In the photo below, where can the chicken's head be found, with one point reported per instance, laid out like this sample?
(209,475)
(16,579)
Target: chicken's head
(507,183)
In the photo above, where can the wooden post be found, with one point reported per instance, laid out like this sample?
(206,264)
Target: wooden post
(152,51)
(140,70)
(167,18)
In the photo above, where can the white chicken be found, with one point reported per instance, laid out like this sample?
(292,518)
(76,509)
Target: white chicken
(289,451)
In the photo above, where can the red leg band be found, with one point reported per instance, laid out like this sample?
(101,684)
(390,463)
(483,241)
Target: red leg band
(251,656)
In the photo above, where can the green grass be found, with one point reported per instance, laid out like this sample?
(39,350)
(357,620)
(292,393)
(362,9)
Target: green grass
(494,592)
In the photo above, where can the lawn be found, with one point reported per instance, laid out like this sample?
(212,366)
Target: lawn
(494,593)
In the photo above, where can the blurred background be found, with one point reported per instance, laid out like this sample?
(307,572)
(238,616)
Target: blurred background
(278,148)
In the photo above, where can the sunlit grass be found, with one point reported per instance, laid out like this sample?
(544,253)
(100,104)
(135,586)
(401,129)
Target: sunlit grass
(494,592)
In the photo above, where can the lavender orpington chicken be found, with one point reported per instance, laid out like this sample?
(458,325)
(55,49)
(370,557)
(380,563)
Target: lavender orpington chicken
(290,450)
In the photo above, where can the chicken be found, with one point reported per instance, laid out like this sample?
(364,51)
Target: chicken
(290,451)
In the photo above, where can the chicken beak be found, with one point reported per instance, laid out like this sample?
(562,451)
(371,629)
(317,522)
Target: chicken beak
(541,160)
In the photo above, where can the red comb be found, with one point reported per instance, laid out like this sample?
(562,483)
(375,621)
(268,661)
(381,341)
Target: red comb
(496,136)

WORK REQUEST
Word for word, transcribe the entire listing shown above.

SOLUTION TO THIS TASK
In the photo below, where can the chicken's head be found, with one point reported per instance, laid out like this sample?
(209,475)
(16,579)
Target: chicken's head
(507,183)
In the photo above, where can the wooden post be found, with one point reported per instance, laid out like this sample?
(206,264)
Target: wooden post
(152,51)
(140,70)
(167,18)
In the photo above, where can the white chicken be found, with one point reported per instance, laid out like this sample?
(292,518)
(76,509)
Target: white chicken
(289,451)
In the photo above, where can the red leg band be found, with one point reported per instance, laid out like this sample?
(101,684)
(390,463)
(483,241)
Target: red leg band
(251,656)
In the photo above, where can the green grass be found, with one point reported per instance, laid out like this sample?
(39,350)
(357,620)
(292,393)
(362,9)
Target: green grass
(494,592)
In the photo above, where can the lawn be found, with one point reported per instance, laid out like this sample?
(212,366)
Target: lawn
(494,593)
In the photo above, where can the blurred background be found, with one point reported per instance, laid out like this sample?
(307,572)
(238,616)
Target: blurred background
(278,148)
In the photo above, where can the sunlit grass be found, with one point reported per instance, laid out like this sample?
(544,253)
(100,104)
(135,586)
(401,129)
Target: sunlit grass
(494,592)
In the photo above, where can the lavender orpington chicken be found, with one point reported per instance, laid out like this sample?
(458,325)
(55,49)
(370,557)
(380,563)
Target: lavender orpington chicken
(290,450)
In the photo above, where can the chicken be found, with one point reported per instance, laid out like this sample?
(364,51)
Target: chicken
(290,451)
In the photo above, where can the chicken beak be found, with one point reported per instance, laid out like this sample?
(562,451)
(371,629)
(317,522)
Target: chicken beak
(541,160)
In the photo above, where can the red comb be found, with one point reported per instance, laid out like this sample?
(562,483)
(375,621)
(268,661)
(381,341)
Target: red comb
(496,136)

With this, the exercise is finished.